What you should do — Give the data back exactly as it stands.

Available records —
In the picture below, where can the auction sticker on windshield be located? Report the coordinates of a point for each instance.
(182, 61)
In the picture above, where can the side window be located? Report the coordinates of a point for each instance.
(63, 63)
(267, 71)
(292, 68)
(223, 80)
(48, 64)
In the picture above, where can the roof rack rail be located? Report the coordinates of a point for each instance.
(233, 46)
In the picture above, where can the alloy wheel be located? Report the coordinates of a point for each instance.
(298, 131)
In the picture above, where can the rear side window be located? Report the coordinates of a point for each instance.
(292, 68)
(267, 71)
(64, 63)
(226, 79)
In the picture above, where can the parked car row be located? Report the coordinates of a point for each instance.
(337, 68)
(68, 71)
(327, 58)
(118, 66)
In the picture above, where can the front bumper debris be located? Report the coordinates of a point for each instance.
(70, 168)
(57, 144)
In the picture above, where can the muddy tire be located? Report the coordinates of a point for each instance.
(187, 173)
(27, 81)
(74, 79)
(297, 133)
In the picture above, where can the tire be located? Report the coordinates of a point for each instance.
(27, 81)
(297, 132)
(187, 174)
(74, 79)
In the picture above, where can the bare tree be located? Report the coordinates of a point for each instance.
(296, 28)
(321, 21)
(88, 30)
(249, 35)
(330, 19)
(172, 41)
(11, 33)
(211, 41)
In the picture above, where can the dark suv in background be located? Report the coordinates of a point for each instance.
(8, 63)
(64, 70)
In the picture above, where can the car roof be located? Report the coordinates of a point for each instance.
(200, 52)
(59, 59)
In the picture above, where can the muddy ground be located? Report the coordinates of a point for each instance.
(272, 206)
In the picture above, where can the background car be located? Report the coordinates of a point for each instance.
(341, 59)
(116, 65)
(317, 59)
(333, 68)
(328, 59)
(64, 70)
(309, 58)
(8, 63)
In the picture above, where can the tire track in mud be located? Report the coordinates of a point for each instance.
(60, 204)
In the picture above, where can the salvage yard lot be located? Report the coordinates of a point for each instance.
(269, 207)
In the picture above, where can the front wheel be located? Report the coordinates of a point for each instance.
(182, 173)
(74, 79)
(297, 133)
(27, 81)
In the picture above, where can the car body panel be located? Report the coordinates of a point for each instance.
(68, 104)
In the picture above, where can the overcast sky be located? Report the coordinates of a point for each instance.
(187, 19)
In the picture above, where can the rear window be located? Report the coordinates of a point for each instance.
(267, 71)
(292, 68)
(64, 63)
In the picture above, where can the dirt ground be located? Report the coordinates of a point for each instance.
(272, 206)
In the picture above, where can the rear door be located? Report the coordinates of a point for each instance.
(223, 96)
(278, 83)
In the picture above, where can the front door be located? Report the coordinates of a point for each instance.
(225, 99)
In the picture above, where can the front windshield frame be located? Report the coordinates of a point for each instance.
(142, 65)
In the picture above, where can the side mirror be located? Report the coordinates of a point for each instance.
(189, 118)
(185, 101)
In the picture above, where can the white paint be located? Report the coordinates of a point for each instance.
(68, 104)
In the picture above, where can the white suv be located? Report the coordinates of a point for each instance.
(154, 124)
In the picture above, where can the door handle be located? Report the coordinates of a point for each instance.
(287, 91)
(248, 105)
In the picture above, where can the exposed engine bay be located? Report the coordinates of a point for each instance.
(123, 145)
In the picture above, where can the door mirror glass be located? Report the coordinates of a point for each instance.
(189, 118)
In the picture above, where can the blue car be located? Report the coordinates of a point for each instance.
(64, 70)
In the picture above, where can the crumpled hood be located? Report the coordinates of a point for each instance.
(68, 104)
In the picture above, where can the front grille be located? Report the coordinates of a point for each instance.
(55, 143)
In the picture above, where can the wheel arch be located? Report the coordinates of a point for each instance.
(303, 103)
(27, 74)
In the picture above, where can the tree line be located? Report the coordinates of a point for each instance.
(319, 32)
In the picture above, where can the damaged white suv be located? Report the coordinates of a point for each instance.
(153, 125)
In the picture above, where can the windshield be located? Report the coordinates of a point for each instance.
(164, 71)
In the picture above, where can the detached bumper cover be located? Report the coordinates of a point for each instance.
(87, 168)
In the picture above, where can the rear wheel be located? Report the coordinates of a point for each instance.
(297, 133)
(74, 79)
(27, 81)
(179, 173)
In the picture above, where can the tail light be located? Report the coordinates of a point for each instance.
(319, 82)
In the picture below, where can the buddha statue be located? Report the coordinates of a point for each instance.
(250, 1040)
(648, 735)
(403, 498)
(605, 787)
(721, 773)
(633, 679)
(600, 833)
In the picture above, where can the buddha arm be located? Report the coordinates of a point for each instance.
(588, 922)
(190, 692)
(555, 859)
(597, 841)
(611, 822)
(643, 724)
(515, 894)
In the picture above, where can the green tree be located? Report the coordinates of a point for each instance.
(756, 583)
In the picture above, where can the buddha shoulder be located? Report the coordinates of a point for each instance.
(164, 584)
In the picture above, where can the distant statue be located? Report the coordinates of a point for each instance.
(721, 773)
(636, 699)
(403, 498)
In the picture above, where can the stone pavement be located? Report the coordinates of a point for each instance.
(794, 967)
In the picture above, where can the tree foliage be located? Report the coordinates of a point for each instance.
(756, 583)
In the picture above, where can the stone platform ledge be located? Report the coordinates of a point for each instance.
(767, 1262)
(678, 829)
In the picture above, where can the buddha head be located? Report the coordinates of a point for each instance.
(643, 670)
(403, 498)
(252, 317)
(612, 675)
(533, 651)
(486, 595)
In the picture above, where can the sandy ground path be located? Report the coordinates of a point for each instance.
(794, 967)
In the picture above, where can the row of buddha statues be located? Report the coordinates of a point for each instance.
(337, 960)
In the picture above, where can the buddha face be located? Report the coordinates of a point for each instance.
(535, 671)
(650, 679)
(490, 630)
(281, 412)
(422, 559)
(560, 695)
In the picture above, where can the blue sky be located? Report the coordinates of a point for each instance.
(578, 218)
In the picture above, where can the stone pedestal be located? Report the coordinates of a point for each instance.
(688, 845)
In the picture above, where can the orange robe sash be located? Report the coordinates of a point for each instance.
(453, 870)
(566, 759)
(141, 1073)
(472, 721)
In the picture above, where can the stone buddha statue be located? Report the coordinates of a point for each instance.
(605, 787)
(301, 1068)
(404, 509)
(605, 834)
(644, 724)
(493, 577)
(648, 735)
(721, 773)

Solved exercise —
In the picture below, where can the auction sticker on windshield be located? Report the coordinates of a point for each instance.
(182, 61)
In the picture above, where can the side window be located? Report the coordinates of a point for each instance.
(63, 63)
(267, 71)
(292, 68)
(223, 80)
(48, 64)
In the picture above, where can the roof rack rail be located? Report the coordinates of a point for each instance.
(233, 46)
In the picture above, where can the alloy wheel be located? Report the coordinates of a point for each instance.
(298, 131)
In the picture above, where can the rear side window be located? Report the coordinates of a point for each instance.
(292, 68)
(267, 71)
(64, 63)
(226, 79)
In the picture above, where can the parked car row be located? Report the coordinates of a point for each instance.
(337, 68)
(68, 71)
(327, 58)
(118, 66)
In the picture above, where can the front bumper debris be located? Report the coordinates of a point for each instance.
(70, 168)
(57, 144)
In the picture above, where can the muddy tire be located? Report the coordinates of a point for each instance.
(187, 173)
(27, 81)
(74, 79)
(297, 133)
In the picture above, where can the tire be located? Report the coordinates of a point for each instance.
(27, 81)
(297, 132)
(187, 174)
(74, 79)
In the picture above, where can the bare tree be located? Report the coordinates of a point for each instance.
(296, 28)
(321, 21)
(88, 30)
(249, 35)
(330, 19)
(172, 41)
(11, 33)
(211, 41)
In the picture above, where can the dark suv in background be located? Report the coordinates of a point for each instance.
(8, 63)
(64, 70)
In the picture above, where can the car roof be located? Report the coordinates of a point for each instance.
(200, 52)
(59, 59)
In the picture above, where can the muddy ground be located? Report the coordinates of a point for each instance.
(272, 206)
In the picture above, where can the background car be located? Report the coordinates of a point for each instance.
(341, 59)
(116, 65)
(317, 59)
(333, 68)
(328, 59)
(64, 70)
(309, 58)
(8, 63)
In the picture above, where can the tire track in mud be located? Report the coordinates of a point for each instance.
(60, 204)
In the picture above, where can the salvage yard lot be located? Report the coordinates of a point for each instance.
(269, 207)
In the picture above, where can the front wheel be located? Report the coordinates of a point for each instance.
(182, 173)
(74, 79)
(297, 133)
(27, 81)
In the picture above, where can the car body panel be located? Report the coordinates of a point for each instance.
(68, 104)
In the picture above, where can the overcast sky be located? Report the coordinates of a point for each instance.
(187, 19)
In the picture above, where can the rear window be located? Report the coordinates of a point for each instance.
(267, 71)
(292, 68)
(64, 63)
In the picture above, where can the dirt ground be located? Report the coordinates of a point for each instance.
(272, 206)
In the picture above, where can the rear door be located? Report the coordinates of a point for each instance.
(223, 96)
(278, 83)
In the picture above, where can the front door be located? Report the coordinates of a point for each instance.
(225, 99)
In the picture above, where can the front windshield frame be located? Report the coordinates of a point for each instance.
(142, 65)
In the picture above, where can the side mirror be located? Report the coordinates of a point for each instance.
(189, 118)
(185, 101)
In the picture above, where can the white paint be located? Report the coordinates of a point for each instance.
(68, 104)
In the picture above, where can the white suv be located? Report the coordinates of a point for each instance.
(154, 124)
In the picture above, where can the door handle be located? Report the coordinates of a point for each instance.
(287, 91)
(248, 105)
In the picture above, where can the exposed engine bay be located? Report the coordinates of a point for each instance.
(123, 145)
In the picture above, where can the door mirror glass be located? Report the coordinates of a point for each instance.
(189, 118)
In the picture above, where can the blue car be located? Report the coordinates of a point for each instance.
(64, 70)
In the picture above, where can the crumpled hood be located? Report the coordinates of a point for each instance.
(68, 104)
In the picture above, where can the front grille be located? Report the coordinates of a point for each instance.
(55, 143)
In the picture above, where can the wheel arch be located? Report the coordinates of a point for each instance.
(303, 103)
(27, 74)
In the picture above, where can the tree line be located? Report the coordinates of a point for each instance.
(319, 32)
In the picture above, where can the damaged white suv be located? Report the coordinates of a point for each instance.
(153, 125)
In the picture above, where can the windshield be located? Report the coordinates of a point for each instance.
(164, 71)
In the picture above, where can the detached bumper cover be located? Report the coordinates of a point for each instance.
(87, 168)
In the picture above, where can the rear wheel be located? Report the coordinates of a point for each instance.
(297, 133)
(74, 79)
(27, 81)
(179, 173)
In the picture above, where can the tail light be located? Report the coordinates of a point for each instance.
(319, 82)
In the picture below, where can the buddha statue be located? Report the coordinates of a point for each instance.
(250, 1040)
(648, 735)
(403, 498)
(605, 787)
(721, 773)
(633, 679)
(600, 833)
In the picture above, where can the buddha arm be located? Report the coordinates of a point for each instance.
(588, 922)
(190, 692)
(555, 859)
(597, 841)
(611, 822)
(643, 724)
(515, 894)
In the picture above, where can the green tree be located? Report the coordinates of a point for each instance.
(756, 583)
In the picture above, where can the buddha shoulder be located? Report the coordinates of a point for each instance.
(164, 584)
In the picture above, where can the distant statue be located? Report the coordinates of a point for each instance.
(721, 773)
(636, 699)
(403, 498)
In the picture above, where can the stone pavement be located? Report the coordinates of a point for each instance.
(794, 967)
In the picture above, where can the tree foliage be located? Report the coordinates of a point for each instance.
(756, 583)
In the picture above, where can the stone platform ledge be located? Report the coordinates of a point for each instance.
(767, 1262)
(678, 829)
In the picture above, where can the buddha head be located? Report the coordinates of a point for each instance.
(643, 670)
(403, 498)
(252, 317)
(612, 675)
(533, 651)
(486, 595)
In the picture above, where can the sandy ground path be located? Report the coordinates of a point for each instance.
(794, 967)
In the picture above, where can the row of buddha statues be located? Report the coordinates of a point for each instance.
(337, 960)
In the picture above, where can the buddha face be located? Report the coordinates of a point for each instance.
(535, 671)
(650, 679)
(490, 630)
(281, 412)
(422, 559)
(560, 695)
In the picture above, where can the blue sky be located? Report the coordinates of a point for each instance.
(578, 218)
In the picture above, where can the stone pedestal be located? Report the coordinates of a point for each instance.
(688, 845)
In the picture above, where can the orange robe sash be located? Report the coordinates of a point for each instance.
(453, 870)
(566, 759)
(141, 1073)
(472, 721)
In the picture above, where can the stone buddha statue be located? Report the coordinates of a point for each instance.
(605, 787)
(301, 1068)
(404, 509)
(605, 834)
(644, 724)
(493, 577)
(648, 735)
(721, 773)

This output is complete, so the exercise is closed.